What you will do: Using the entries below, copy out all lines where "mountain" is found.
########################################
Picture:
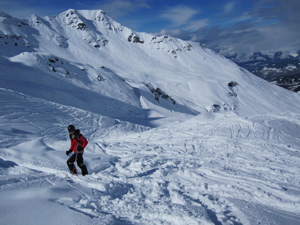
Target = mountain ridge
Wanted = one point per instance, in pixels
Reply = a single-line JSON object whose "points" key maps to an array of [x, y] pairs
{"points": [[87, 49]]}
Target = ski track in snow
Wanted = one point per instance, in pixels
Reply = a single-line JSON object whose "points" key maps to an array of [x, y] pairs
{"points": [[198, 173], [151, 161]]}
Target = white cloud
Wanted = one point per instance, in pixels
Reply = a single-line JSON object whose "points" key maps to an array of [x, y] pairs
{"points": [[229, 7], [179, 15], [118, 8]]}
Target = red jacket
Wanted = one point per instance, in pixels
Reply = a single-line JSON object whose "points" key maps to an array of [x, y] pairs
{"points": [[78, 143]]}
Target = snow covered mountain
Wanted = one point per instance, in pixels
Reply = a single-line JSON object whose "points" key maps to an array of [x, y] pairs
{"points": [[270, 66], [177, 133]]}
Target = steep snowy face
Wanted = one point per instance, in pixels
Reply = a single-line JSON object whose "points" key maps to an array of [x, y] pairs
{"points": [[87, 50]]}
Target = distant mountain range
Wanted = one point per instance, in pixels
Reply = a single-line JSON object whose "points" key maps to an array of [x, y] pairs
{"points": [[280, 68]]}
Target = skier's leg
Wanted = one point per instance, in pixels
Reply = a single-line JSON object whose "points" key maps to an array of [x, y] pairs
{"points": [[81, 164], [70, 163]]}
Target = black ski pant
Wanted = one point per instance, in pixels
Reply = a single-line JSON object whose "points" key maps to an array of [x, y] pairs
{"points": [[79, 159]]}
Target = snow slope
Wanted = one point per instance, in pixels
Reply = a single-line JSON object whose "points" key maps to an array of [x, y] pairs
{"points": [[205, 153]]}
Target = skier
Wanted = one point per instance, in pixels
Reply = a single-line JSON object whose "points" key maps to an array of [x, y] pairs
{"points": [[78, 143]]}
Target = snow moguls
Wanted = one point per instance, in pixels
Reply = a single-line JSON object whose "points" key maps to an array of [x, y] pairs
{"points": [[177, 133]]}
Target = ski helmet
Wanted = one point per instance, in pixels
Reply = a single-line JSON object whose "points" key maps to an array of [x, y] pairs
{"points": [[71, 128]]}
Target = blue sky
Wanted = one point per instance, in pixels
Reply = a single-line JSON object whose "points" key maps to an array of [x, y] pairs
########################################
Task response:
Target = mountain ridge
Target = snow covered mountain
Target = distant mountain range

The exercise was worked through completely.